Exercise aim: Copy out, word for word and in full, the following personal essay about a narcissist's demands for loyalty and his first arrest.

Text section:

Narcissists will demand the utmost, undying loyalty out of you, and will stab you in the back any chance they get. And worst yet - they will think this is fair and just. They feel that you are a sucker for defending them, and they are rightfully ‘punishing you’ for being naïve and downright dumb.
As I reflect on all of the times my narcissists demanded blind and unwavering allegiance from me while simultaneously throwing me under the bus, one series of incidents keeps popping into my head - his two arrests.
The first time my narcissist was arrested for domestic harassment and assault was in November 2021. We had just moved in together after four years of on-again/ off-again dating and blended our families. The couple’s therapist we were seeing at the time strongly discouraged this move, and in hindsight, she was 100 percent right.
She kept saying - “It will only get worse, not better after you move in together.”
In my gut, I knew that she was right, but on paper, my narcissist looked like the perfect man - a well-published professor, a figurehead at our Church, and a former esteemed Peace Corps representative. In my social circle, I had scored the JFK Jr.-equivalent bachelor of the year. But I knew there was a very different side of him that he was careful to hide from others. He was malicious, unpredictable, unreliable, self-serving, manipulative, and downright toxic. A trauma bond coupled with mom guilt blurs judgment, and I wanted my children to have stability and a ‘normal’ family with a mom and dad.
I have written about his first arrest in great detail, so I will just briefly state that he was hauled off to jail for slamming my head into the floor while so intoxicated that he has no memory of the night, causing me significant harm. The next day, when he was released from jail, he broke his bond, came to our home, and convinced me to drop the charges, not seek medical attention for my head injury, and cover for him. He made up an elaborate story, which I agreed to support if he agreed to stop drinking and get help for his alcoholism. Long story short, I kept my promise, he did not keep his.

Record set:
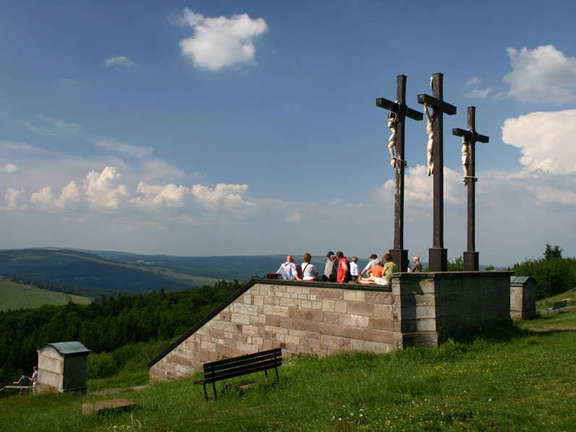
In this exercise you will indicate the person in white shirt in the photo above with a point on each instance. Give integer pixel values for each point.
(309, 272)
(288, 269)
(354, 269)
(371, 263)
(34, 379)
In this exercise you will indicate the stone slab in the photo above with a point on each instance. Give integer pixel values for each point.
(108, 407)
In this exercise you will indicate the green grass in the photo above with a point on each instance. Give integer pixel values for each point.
(17, 296)
(521, 379)
(549, 302)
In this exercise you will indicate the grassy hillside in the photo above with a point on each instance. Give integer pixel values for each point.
(91, 275)
(17, 296)
(520, 380)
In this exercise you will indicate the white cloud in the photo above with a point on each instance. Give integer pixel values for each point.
(49, 126)
(294, 217)
(220, 42)
(418, 188)
(473, 82)
(15, 199)
(101, 190)
(476, 92)
(228, 196)
(546, 140)
(156, 196)
(479, 93)
(543, 74)
(124, 148)
(8, 169)
(20, 147)
(118, 62)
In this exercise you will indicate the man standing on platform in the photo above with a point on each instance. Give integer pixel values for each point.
(288, 269)
(343, 274)
(371, 263)
(389, 268)
(417, 267)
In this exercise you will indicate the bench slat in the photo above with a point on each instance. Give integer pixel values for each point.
(240, 371)
(272, 352)
(210, 367)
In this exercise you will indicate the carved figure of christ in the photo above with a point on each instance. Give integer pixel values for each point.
(398, 113)
(438, 255)
(469, 139)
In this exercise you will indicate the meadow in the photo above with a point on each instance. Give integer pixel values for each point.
(516, 379)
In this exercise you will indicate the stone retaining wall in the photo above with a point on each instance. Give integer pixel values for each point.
(328, 318)
(311, 318)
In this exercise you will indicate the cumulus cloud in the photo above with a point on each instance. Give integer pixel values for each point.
(418, 188)
(543, 74)
(45, 198)
(157, 196)
(220, 42)
(294, 217)
(102, 191)
(227, 196)
(8, 169)
(475, 90)
(15, 199)
(49, 126)
(118, 62)
(546, 140)
(20, 147)
(124, 148)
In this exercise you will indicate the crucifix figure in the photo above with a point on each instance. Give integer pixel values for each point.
(398, 112)
(393, 126)
(437, 254)
(469, 139)
(430, 144)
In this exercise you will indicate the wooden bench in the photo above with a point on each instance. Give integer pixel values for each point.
(242, 365)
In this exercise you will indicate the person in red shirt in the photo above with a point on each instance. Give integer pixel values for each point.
(343, 274)
(375, 272)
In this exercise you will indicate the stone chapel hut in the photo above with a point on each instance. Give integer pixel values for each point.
(523, 297)
(62, 367)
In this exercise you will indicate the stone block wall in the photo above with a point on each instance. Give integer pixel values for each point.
(311, 318)
(328, 318)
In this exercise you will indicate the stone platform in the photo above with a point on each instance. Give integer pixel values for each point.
(329, 318)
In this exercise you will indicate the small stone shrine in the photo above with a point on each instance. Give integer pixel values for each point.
(523, 297)
(62, 367)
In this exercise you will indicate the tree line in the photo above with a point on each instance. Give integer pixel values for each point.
(105, 325)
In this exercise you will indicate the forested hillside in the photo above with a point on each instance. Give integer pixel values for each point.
(15, 296)
(105, 325)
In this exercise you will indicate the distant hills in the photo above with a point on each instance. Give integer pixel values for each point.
(91, 275)
(17, 296)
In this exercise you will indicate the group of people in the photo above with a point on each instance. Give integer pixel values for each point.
(338, 268)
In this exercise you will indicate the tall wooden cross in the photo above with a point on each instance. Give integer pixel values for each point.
(438, 254)
(471, 137)
(399, 110)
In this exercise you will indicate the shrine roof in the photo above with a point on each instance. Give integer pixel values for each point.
(68, 348)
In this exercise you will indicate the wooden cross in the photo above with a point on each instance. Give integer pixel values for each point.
(438, 260)
(400, 111)
(471, 136)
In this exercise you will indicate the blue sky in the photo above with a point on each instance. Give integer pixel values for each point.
(215, 128)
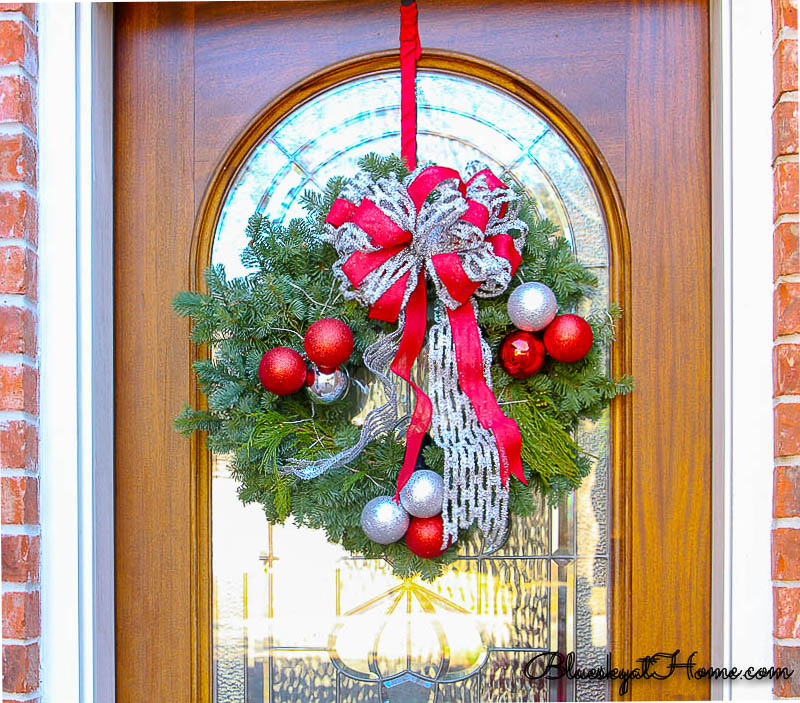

Task response:
Narcissists will demand the utmost, undying loyalty out of you, and will stab you in the back any chance they get. And worst yet - they will think this is fair and just. They feel that you are a sucker for defending them, and they are rightfully ‘punishing you’ for being naïve and downright dumb.
As I reflect on all of the times my narcissists demanded blind and unwavering allegiance from me while simultaneously throwing me under the bus, one series of incidents keeps popping into my head - his two arrests.
The first time my narcissist was arrested for domestic harassment and assault was in November 2021. We had just moved in together after four years of on-again/ off-again dating and blended our families. The couple’s therapist we were seeing at the time strongly discouraged this move, and in hindsight, she was 100 percent right.
She kept saying - “It will only get worse, not better after you move in together.”
In my gut, I knew that she was right, but on paper, my narcissist looked like the perfect man - a well-published professor, a figurehead at our Church, and a former esteemed Peace Corps representative. In my social circle, I had scored the JFK Jr.-equivalent bachelor of the year. But I knew there was a very different side of him that he was careful to hide from others. He was malicious, unpredictable, unreliable, self-serving, manipulative, and downright toxic. A trauma bond coupled with mom guilt blurs judgment, and I wanted my children to have stability and a ‘normal’ family with a mom and dad.
I have written about his first arrest in great detail, so I will just briefly state that he was hauled off to jail for slamming my head into the floor while so intoxicated that he has no memory of the night, causing me significant harm. The next day, when he was released from jail, he broke his bond, came to our home, and convinced me to drop the charges, not seek medical attention for my head injury, and cover for him. He made up an elaborate story, which I agreed to support if he agreed to stop drinking and get help for his alcoholism. Long story short, I kept my promise, he did not keep his.